(Pointing dataset excerpts)
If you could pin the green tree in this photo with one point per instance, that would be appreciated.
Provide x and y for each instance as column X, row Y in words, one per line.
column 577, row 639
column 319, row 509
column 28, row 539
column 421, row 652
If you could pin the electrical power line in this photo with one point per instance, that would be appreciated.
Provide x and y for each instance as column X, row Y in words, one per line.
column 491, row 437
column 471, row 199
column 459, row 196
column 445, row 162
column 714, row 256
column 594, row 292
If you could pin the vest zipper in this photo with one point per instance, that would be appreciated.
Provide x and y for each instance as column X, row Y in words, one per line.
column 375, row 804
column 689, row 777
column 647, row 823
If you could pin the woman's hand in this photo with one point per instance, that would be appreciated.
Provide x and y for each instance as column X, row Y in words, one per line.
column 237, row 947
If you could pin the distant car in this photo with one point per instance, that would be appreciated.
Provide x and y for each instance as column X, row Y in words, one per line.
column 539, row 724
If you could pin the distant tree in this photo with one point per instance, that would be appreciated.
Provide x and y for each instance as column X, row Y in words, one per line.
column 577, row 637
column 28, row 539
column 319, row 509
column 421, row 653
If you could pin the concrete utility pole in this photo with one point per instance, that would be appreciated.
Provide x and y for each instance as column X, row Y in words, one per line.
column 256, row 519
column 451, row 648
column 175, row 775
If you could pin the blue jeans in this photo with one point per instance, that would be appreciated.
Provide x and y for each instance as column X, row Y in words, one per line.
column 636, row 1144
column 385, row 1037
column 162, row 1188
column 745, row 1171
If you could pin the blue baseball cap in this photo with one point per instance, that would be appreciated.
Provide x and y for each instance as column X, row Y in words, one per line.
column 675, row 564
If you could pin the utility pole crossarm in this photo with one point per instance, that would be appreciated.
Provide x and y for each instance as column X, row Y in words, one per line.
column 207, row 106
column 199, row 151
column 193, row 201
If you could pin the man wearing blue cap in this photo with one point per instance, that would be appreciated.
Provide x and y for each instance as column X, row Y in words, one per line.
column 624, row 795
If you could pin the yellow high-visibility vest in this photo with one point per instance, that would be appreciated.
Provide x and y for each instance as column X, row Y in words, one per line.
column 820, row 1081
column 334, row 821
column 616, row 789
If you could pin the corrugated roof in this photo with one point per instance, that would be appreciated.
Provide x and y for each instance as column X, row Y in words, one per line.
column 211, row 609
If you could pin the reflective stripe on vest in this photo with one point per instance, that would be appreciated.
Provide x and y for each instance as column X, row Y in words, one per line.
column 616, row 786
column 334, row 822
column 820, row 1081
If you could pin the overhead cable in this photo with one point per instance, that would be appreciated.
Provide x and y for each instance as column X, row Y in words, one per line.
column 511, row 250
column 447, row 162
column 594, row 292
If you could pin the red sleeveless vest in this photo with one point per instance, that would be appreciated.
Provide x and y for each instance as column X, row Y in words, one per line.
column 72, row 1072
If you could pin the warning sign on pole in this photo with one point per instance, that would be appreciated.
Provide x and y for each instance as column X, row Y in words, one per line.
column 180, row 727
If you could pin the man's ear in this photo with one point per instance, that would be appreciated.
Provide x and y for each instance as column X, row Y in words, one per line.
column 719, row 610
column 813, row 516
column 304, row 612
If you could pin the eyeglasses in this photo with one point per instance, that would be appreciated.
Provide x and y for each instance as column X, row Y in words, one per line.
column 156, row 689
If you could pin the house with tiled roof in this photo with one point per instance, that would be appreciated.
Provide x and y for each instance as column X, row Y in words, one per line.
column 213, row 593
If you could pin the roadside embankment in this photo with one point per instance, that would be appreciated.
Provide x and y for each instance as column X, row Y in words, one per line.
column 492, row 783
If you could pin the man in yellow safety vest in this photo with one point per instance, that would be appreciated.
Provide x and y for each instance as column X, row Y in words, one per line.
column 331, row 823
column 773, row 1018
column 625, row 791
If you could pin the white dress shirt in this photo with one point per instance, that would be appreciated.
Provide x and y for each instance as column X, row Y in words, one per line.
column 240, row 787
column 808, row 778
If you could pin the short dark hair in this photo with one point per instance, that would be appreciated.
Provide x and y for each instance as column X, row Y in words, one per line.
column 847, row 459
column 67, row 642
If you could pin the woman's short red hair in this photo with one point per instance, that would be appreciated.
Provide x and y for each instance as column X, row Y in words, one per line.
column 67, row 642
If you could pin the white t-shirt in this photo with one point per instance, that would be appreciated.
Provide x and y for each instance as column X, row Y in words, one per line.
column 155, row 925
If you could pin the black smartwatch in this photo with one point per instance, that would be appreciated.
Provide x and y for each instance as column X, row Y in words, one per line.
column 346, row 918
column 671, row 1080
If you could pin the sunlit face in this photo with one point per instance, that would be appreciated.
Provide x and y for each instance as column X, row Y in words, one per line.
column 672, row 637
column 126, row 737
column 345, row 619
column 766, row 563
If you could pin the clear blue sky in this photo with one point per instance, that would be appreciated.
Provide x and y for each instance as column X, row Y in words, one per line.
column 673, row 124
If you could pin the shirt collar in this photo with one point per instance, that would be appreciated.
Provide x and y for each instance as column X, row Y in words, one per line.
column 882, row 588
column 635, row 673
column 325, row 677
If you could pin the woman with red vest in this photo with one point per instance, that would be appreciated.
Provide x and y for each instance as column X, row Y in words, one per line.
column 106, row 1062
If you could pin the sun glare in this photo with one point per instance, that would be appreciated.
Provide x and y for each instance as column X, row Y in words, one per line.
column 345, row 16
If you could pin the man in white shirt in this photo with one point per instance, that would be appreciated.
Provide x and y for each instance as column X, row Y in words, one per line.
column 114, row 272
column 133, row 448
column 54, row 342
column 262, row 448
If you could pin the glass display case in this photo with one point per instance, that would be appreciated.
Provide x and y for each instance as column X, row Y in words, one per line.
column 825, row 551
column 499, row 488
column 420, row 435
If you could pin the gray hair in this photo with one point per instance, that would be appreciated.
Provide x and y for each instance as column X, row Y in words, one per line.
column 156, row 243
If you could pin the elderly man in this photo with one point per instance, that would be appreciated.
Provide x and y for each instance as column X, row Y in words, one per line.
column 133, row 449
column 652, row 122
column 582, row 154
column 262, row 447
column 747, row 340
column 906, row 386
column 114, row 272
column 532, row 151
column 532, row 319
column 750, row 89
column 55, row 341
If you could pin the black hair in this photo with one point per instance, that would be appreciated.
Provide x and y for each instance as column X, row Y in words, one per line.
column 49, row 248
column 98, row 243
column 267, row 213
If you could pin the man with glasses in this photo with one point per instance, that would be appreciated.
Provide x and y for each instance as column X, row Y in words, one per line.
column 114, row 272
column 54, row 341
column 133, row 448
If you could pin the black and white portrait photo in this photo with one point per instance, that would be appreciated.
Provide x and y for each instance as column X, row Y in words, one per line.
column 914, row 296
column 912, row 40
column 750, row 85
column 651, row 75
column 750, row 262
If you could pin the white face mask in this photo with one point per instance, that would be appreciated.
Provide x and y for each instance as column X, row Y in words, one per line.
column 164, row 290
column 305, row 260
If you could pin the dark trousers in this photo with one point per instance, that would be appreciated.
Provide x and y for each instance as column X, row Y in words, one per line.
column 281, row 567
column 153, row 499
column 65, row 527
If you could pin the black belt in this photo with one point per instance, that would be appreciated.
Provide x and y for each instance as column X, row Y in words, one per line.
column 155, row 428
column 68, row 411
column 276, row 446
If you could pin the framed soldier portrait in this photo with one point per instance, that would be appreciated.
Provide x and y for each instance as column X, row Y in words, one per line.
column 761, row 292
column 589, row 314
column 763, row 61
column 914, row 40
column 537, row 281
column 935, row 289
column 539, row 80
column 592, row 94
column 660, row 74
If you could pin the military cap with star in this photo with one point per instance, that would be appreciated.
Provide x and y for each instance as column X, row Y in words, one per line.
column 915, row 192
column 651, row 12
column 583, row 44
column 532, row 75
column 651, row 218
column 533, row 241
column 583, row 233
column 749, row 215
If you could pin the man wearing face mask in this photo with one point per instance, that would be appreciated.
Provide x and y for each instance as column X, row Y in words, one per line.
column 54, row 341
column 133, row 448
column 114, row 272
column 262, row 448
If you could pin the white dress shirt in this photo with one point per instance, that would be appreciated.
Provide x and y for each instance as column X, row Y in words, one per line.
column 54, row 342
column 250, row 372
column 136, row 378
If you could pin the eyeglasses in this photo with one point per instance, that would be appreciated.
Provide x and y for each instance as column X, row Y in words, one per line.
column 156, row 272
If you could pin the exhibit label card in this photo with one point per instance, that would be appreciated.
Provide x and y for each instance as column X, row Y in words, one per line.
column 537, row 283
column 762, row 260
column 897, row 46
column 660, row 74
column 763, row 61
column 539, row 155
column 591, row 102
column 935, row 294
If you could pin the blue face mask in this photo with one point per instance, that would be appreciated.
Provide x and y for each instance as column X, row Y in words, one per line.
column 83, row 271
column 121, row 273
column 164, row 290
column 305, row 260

--

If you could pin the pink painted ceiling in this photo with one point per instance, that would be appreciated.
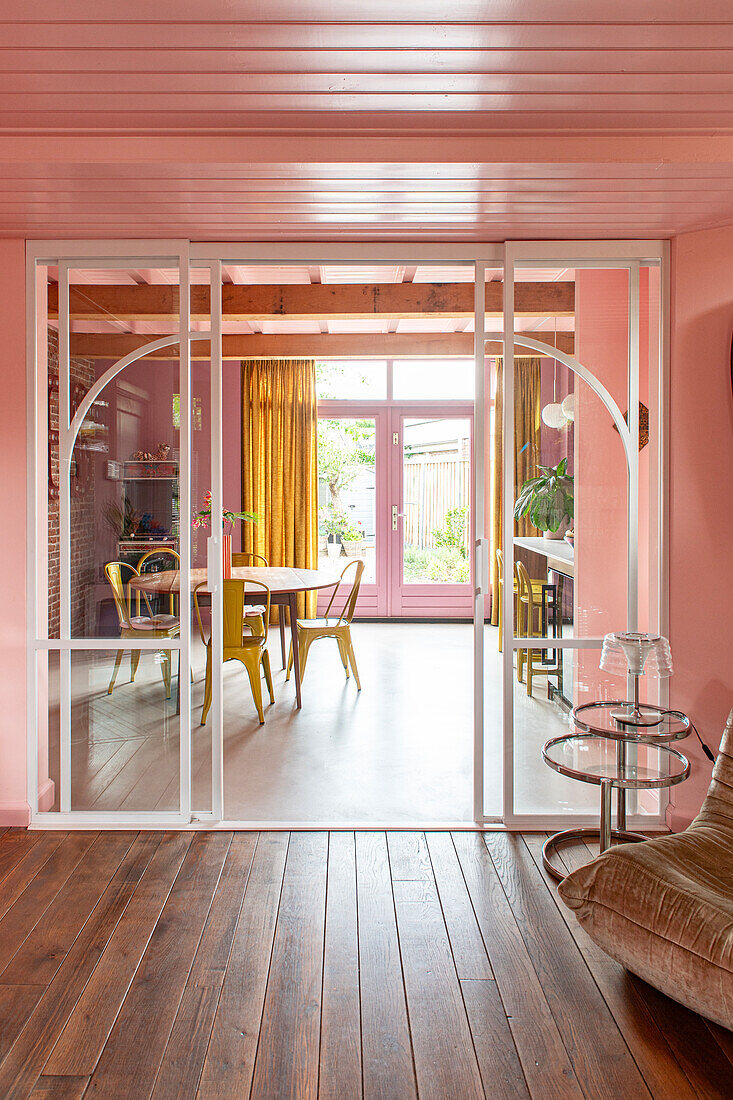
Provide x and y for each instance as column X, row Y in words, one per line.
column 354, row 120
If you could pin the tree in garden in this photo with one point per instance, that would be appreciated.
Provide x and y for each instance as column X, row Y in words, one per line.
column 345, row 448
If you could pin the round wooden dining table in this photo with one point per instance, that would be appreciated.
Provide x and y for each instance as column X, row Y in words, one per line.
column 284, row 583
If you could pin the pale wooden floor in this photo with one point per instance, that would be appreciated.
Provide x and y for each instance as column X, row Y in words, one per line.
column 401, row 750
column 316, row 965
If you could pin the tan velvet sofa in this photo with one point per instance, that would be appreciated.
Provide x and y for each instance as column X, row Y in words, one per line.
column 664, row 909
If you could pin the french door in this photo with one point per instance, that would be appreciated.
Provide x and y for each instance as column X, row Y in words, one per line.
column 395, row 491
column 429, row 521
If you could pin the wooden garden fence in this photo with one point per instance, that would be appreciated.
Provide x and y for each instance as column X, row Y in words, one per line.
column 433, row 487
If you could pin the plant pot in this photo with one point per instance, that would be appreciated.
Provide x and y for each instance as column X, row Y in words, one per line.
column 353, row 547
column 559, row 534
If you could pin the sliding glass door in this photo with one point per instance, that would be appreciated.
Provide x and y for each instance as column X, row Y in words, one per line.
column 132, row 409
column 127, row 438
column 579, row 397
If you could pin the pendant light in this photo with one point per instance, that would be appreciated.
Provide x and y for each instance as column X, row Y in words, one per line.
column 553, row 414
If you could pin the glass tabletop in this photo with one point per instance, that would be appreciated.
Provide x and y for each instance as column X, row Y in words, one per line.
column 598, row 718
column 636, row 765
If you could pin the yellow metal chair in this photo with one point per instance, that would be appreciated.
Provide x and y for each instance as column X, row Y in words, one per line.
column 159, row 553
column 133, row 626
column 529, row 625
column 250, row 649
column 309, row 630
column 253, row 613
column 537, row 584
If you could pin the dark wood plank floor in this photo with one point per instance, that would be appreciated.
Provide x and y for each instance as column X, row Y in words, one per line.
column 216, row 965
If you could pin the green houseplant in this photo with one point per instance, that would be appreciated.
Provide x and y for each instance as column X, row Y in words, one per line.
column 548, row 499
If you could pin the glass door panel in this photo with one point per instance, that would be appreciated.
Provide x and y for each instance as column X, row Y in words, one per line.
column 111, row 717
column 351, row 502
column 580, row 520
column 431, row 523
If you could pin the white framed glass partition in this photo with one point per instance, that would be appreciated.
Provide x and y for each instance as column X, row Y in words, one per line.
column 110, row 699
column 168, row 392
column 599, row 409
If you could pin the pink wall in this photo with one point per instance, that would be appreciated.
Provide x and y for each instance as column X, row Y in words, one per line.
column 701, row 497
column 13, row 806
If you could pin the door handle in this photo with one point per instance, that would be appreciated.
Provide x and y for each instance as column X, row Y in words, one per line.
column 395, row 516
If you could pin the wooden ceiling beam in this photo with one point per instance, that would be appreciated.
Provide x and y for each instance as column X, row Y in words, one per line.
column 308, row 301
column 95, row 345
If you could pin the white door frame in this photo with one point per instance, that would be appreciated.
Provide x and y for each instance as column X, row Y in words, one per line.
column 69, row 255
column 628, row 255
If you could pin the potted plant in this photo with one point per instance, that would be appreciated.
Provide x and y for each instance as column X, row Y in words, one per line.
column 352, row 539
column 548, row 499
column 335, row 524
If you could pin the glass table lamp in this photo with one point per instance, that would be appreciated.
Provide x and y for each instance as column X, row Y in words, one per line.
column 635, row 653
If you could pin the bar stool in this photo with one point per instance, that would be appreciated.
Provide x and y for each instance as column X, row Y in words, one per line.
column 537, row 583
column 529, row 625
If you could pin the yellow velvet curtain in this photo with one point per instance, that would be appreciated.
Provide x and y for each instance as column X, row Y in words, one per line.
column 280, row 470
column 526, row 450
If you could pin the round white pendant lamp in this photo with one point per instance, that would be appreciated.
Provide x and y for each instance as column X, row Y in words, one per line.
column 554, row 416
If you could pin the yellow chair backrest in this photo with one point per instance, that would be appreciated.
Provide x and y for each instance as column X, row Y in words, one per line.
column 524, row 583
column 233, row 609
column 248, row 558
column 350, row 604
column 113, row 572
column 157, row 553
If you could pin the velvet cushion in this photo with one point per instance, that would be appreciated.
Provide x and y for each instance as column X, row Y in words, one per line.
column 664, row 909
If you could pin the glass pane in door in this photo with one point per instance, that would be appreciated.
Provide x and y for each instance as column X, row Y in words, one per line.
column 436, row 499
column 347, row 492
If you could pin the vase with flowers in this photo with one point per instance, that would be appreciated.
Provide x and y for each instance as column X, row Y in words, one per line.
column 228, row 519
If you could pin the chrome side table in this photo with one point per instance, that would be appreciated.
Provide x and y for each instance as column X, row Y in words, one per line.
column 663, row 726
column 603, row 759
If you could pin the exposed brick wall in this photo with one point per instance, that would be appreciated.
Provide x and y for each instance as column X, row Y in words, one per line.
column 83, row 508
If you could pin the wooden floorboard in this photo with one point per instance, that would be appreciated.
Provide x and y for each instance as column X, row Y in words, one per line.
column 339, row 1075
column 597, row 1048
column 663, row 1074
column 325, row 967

▶ [TASK OBJECTIVE] Gather every line in the material above that contains the word "distant", and copy each of those lines unchanged.

▶ [SOLUTION TO THE EXERCISE]
If you could pin the distant car in this photo with one point per instance, that would be appreciated.
If you could pin the distant tree in this photo with one point per instance, that would be appreciated.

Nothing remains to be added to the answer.